[Input start]

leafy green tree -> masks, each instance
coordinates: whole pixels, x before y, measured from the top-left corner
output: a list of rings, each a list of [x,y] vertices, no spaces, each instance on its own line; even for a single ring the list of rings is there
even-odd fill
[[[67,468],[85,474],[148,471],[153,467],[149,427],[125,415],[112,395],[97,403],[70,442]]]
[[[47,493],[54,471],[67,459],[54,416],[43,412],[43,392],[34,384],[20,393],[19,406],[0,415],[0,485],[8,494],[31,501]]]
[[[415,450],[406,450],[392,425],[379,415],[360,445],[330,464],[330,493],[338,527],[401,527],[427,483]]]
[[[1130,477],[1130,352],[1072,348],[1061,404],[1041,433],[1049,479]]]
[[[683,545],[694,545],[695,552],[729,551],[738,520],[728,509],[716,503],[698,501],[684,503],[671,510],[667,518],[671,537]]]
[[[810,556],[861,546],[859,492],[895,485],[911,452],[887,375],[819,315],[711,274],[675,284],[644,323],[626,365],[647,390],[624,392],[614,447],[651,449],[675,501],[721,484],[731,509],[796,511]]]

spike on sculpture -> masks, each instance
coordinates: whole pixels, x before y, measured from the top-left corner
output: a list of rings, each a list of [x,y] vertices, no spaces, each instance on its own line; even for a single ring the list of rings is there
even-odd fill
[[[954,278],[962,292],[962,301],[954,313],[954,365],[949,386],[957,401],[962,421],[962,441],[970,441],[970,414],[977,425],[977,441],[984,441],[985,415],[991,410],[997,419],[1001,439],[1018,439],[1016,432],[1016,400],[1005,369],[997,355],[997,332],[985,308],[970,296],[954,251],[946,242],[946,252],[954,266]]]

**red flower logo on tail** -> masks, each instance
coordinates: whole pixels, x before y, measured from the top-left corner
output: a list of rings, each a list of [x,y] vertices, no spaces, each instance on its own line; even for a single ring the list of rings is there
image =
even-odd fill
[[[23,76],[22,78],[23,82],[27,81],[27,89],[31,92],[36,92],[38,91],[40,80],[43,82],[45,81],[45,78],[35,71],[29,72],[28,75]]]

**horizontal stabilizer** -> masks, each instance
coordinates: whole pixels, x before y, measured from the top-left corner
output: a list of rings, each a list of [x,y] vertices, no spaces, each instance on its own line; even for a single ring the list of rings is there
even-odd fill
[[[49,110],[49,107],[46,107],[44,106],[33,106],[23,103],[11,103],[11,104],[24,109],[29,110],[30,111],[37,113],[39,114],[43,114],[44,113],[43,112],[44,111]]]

[Input end]

## Instructions for the task
Render every line of the entries above as a JSON list of strings, one string per line, leaving out blank lines.

## Problem solution
[
  "leafy green tree -> masks, each instance",
  "coordinates: whole pixels, x before y, measured from the top-left corner",
  "output: a list of rings, each a list of [x,y] vertices, no spaces, each instance on its own line; even for a single ring the list of rings is there",
  "even-odd fill",
  "[[[67,468],[85,474],[148,471],[153,467],[149,427],[125,415],[112,395],[97,403],[70,442]]]",
  "[[[47,493],[54,471],[67,459],[54,416],[43,412],[43,392],[34,384],[20,393],[19,406],[0,415],[0,485],[8,494],[31,501]]]",
  "[[[415,450],[406,450],[392,425],[379,415],[360,445],[330,464],[330,493],[338,527],[401,527],[427,483]]]",
  "[[[1130,477],[1130,352],[1072,348],[1061,404],[1041,433],[1049,479]]]",
  "[[[683,545],[694,545],[695,552],[729,551],[738,520],[728,509],[716,503],[698,501],[684,503],[671,510],[667,518],[671,537]]]",
  "[[[810,556],[861,546],[859,492],[895,485],[911,452],[887,375],[819,315],[711,274],[675,284],[644,323],[626,365],[647,390],[624,392],[614,447],[651,449],[675,501],[721,484],[731,509],[796,511]]]",
  "spike on sculpture -> masks, each instance",
  "coordinates: whole pixels, x before y, measured from the top-left corner",
  "output: a list of rings, each a list of [x,y] vertices, no spaces, each instance on its own line; even for a single ring the list of rings is there",
  "even-odd fill",
  "[[[954,278],[962,292],[962,301],[954,313],[954,365],[949,386],[957,401],[962,421],[962,441],[970,441],[970,414],[977,425],[977,441],[984,441],[985,415],[991,410],[997,419],[1001,439],[1018,439],[1016,432],[1016,400],[1005,369],[997,355],[997,332],[985,308],[970,296],[954,251],[946,242],[946,252],[954,266]]]",
  "**red flower logo on tail** -> masks, each instance",
  "coordinates: whole pixels, x before y, measured from the top-left corner",
  "output: a list of rings, each a list of [x,y] vertices, no spaces, each instance on its own line; even for a single ring the list of rings is there",
  "image =",
  "even-odd fill",
  "[[[23,76],[22,78],[23,82],[27,81],[27,89],[31,92],[36,92],[38,91],[40,80],[43,82],[45,81],[45,78],[35,71],[29,72],[28,75]]]",
  "**horizontal stabilizer** -> masks, each instance",
  "coordinates: whole pixels, x before y, measured from the top-left corner",
  "output: a list of rings, each a list of [x,y] vertices, no spaces, each instance on its own line; even for a single ring the list of rings is there",
  "even-odd fill",
  "[[[49,110],[49,107],[46,107],[44,106],[33,106],[23,103],[11,103],[11,104],[24,109],[29,110],[30,111],[37,113],[39,114],[43,114],[44,113],[43,112],[44,111]]]"
]